## Task prompt
From the line that has "Might you point out the green" down to the final line of the listing below, transcribe every line exactly, and only those.

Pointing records
******
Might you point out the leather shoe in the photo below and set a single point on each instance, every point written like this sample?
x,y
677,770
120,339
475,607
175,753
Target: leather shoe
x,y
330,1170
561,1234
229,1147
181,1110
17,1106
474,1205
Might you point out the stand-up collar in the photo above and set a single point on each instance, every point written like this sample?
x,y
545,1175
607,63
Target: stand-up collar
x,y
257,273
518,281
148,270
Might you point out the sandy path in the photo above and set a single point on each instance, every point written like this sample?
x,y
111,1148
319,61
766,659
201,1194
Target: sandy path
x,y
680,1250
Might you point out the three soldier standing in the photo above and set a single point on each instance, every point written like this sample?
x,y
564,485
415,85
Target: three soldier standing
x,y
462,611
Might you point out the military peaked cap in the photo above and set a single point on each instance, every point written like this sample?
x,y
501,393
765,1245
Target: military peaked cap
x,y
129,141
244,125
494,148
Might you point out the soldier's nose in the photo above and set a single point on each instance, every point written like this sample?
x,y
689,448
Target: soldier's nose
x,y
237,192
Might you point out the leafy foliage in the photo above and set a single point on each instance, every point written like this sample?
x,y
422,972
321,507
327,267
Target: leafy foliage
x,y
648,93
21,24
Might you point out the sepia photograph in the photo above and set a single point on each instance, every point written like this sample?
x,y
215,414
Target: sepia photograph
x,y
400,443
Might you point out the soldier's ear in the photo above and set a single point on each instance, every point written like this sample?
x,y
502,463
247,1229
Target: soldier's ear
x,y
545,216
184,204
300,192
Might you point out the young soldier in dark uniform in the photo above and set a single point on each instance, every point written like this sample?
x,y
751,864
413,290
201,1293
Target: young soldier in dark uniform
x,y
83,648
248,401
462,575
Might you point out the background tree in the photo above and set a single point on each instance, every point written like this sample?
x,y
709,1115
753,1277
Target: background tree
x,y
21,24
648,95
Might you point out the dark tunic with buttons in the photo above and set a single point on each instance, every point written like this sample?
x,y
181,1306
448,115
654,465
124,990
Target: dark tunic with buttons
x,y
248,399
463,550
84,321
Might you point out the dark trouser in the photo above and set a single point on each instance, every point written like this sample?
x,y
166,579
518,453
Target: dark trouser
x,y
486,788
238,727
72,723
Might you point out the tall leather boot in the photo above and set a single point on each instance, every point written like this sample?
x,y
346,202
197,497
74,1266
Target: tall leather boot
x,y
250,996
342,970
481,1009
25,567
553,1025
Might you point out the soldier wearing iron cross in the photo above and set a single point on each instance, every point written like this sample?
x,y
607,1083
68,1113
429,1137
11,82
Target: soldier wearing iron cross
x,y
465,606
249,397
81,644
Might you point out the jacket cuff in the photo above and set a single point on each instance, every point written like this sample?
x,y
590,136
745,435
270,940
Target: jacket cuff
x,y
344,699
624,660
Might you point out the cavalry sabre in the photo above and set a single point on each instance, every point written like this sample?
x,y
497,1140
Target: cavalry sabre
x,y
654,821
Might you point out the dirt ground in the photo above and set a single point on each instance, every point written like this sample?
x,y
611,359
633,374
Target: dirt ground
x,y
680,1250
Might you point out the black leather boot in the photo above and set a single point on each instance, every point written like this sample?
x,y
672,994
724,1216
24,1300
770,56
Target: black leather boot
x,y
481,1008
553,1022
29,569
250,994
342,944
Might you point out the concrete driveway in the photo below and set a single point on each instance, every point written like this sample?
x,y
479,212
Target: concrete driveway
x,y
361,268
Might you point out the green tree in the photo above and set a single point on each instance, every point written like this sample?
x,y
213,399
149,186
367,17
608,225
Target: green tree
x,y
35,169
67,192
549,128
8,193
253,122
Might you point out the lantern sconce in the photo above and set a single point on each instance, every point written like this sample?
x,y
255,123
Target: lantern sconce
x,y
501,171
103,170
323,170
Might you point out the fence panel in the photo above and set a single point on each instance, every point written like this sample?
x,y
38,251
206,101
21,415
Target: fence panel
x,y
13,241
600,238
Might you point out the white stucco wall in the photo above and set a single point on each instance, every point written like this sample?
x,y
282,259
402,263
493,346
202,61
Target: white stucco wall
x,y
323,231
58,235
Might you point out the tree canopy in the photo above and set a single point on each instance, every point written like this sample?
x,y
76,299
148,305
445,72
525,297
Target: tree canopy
******
## Correct response
Might you point out the green tree in the photo above and set a single point on each instance, every point written like this sample?
x,y
213,399
149,186
367,17
608,225
Target: green tree
x,y
35,169
67,192
549,128
8,193
253,122
Might you point out the lantern sconce in the photo above and set a single point on each instance, every point written like this sample?
x,y
255,123
Target: lantern sconce
x,y
501,171
103,170
323,170
Might you point out the fence panel in the photo above and set a single point on each instance, every point written like this sample?
x,y
38,251
206,101
21,415
Target: fence panel
x,y
13,241
600,238
Might you point out the white stucco wall in the photo above and set a single point on each instance, every point written like this sample?
x,y
282,259
402,263
493,346
202,61
Target: white stucco wall
x,y
323,231
58,235
Might you point out the tree canopy in the photo above and set a single point on each instance, every point written like this sample?
x,y
76,299
148,305
445,72
525,297
Target: tree canopy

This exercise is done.